Task data —

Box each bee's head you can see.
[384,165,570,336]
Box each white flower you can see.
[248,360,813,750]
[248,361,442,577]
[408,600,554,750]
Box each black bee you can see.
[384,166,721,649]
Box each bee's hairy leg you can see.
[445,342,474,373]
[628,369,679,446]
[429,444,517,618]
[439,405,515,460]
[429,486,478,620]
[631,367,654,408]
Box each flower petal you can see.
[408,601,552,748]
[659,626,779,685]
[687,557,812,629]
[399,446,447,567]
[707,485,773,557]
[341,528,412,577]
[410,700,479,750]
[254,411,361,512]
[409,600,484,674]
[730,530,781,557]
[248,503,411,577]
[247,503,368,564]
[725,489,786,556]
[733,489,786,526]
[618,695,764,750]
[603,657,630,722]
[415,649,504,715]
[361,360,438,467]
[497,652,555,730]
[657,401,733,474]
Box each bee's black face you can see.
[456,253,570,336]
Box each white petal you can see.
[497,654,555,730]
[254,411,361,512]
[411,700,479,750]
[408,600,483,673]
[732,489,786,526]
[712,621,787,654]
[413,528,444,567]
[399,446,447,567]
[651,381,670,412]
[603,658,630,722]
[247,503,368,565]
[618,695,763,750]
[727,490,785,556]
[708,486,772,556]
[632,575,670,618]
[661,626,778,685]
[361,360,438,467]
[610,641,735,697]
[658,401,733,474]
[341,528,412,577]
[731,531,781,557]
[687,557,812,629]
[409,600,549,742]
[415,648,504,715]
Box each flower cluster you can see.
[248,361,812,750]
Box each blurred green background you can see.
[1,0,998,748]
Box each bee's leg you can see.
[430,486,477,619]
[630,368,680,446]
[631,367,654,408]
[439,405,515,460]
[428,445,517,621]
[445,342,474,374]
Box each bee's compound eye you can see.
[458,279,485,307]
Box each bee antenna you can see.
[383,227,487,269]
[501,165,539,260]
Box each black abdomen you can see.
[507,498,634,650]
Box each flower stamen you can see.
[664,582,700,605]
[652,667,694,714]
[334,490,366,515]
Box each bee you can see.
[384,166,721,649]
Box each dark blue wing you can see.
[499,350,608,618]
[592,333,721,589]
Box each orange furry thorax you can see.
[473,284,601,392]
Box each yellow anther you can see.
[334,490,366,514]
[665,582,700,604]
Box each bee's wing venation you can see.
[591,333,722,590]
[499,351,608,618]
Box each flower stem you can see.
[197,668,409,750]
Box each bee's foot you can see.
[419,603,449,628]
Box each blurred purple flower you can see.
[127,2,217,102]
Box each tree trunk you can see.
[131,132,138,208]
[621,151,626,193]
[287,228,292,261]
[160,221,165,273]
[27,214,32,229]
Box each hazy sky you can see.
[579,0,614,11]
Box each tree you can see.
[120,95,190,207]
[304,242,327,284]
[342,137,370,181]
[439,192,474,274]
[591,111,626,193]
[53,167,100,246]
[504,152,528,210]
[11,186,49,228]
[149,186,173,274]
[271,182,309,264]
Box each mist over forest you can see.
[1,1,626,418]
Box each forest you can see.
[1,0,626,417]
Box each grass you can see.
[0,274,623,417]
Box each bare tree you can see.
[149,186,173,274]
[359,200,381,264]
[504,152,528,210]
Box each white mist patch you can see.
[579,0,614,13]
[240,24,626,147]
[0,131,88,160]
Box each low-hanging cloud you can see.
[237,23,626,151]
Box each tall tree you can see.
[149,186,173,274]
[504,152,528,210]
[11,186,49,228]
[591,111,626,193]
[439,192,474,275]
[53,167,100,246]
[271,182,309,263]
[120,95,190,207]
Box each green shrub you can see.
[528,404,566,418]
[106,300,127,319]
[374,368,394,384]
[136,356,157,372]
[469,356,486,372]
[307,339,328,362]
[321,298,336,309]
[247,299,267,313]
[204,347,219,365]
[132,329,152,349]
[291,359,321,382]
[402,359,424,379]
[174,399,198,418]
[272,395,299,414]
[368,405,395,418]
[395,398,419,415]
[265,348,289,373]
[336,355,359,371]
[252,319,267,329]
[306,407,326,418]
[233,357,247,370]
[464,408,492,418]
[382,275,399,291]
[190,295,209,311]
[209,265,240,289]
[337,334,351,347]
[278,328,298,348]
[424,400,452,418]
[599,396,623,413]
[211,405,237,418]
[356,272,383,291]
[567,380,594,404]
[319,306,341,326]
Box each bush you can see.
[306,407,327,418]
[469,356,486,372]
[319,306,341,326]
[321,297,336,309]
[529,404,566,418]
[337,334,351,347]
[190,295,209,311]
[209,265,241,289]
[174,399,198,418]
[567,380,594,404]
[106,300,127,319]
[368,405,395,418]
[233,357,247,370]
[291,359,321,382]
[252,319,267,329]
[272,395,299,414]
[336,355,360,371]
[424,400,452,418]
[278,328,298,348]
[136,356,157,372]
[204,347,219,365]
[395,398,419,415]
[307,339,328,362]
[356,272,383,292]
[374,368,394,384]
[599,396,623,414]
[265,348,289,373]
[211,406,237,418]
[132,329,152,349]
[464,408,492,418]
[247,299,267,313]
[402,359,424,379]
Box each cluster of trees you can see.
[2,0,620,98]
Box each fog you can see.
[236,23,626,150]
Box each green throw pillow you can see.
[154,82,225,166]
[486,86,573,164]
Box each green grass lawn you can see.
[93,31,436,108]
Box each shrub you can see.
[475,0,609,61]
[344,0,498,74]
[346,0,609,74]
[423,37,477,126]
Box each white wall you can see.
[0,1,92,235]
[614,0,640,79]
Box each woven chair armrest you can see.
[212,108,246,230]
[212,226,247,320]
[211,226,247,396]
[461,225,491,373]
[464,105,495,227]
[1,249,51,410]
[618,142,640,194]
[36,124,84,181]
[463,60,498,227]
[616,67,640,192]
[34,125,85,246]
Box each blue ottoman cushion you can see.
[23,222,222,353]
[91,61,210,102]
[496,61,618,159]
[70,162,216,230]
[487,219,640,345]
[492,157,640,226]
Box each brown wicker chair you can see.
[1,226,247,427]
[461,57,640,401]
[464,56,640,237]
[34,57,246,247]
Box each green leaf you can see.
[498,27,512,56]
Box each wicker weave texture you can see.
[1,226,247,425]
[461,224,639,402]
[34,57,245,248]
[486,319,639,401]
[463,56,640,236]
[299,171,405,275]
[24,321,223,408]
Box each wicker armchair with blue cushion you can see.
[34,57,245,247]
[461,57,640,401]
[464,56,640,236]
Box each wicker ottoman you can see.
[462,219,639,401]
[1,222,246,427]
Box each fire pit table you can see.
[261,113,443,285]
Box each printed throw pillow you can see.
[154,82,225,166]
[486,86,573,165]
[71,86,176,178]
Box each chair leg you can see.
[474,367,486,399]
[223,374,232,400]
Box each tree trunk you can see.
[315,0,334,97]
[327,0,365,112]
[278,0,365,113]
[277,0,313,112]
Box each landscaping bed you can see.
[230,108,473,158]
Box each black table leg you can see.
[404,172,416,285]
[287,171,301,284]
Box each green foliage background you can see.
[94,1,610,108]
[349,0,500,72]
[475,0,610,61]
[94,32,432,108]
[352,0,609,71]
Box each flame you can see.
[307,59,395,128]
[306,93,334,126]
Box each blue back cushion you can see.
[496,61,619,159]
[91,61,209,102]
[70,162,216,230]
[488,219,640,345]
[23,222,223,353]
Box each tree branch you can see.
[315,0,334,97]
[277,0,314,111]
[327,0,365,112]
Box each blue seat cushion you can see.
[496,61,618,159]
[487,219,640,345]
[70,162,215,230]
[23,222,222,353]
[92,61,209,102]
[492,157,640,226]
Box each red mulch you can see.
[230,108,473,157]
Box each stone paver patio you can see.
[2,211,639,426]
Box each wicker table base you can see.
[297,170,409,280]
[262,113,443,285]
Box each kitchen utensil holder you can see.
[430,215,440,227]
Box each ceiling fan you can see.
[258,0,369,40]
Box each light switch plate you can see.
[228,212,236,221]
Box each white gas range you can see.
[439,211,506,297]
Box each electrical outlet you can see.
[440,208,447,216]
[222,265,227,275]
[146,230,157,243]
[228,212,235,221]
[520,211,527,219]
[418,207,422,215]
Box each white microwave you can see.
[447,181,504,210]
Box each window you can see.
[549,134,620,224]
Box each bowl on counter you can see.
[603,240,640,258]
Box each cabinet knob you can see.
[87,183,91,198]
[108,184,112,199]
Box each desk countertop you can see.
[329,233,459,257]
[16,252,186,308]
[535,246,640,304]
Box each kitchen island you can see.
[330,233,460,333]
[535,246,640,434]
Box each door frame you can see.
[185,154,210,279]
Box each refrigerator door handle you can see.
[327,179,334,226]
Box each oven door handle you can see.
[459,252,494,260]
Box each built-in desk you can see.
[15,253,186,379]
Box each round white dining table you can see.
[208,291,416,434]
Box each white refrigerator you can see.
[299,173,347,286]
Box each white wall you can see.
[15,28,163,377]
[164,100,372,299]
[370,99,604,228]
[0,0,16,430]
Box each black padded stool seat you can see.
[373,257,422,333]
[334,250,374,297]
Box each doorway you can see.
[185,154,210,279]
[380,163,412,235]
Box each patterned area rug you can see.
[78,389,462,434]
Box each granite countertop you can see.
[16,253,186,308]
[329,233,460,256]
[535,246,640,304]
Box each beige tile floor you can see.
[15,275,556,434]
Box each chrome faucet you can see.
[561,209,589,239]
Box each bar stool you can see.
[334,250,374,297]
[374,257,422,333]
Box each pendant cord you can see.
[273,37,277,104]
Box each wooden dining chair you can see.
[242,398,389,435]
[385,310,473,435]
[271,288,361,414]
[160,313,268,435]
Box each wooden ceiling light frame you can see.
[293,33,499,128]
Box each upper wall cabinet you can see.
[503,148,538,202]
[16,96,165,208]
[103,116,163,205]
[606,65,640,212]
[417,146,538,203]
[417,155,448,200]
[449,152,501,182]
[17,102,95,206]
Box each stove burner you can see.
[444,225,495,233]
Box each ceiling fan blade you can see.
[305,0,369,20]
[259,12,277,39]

What you need to do — Nothing outside the span should appear: transcribe the lines from the one containing "Box each round" through the last line of the records.

Solution to the exercise —
Box each round white dining table you can see.
[208,291,416,434]
Box each white refrigerator you can see.
[299,173,347,286]
Box each white wall you can see.
[15,28,163,377]
[164,100,372,299]
[370,99,604,228]
[0,0,16,430]
Box each black padded stool seat you can see.
[373,257,422,333]
[334,250,374,297]
Box each doorway you can see.
[185,154,210,279]
[380,163,412,235]
Box each patterned area rug you can see.
[78,389,462,434]
Box each granite countertop you can see.
[16,253,186,308]
[329,233,460,256]
[535,246,640,304]
Box each beige tile floor you can see.
[15,275,556,434]
Box each chrome faucet you can see.
[561,209,589,239]
Box each bar stool you can see.
[334,250,374,297]
[374,257,422,333]
Box each pendant cord you can see.
[273,37,277,104]
Box each wooden dining chair you can see.
[242,398,389,435]
[385,310,473,435]
[271,288,361,414]
[160,313,268,435]
Box each wooden ceiling light frame you can see.
[293,33,499,128]
Box each upper wall cabinet you can see.
[503,148,538,202]
[16,96,165,208]
[103,116,163,205]
[606,65,640,212]
[417,146,538,203]
[417,155,448,200]
[449,152,501,182]
[17,102,95,206]
Box each stove burner you can see.
[444,225,495,233]
Box each ceiling fan blade you can see.
[305,0,369,20]
[259,12,277,39]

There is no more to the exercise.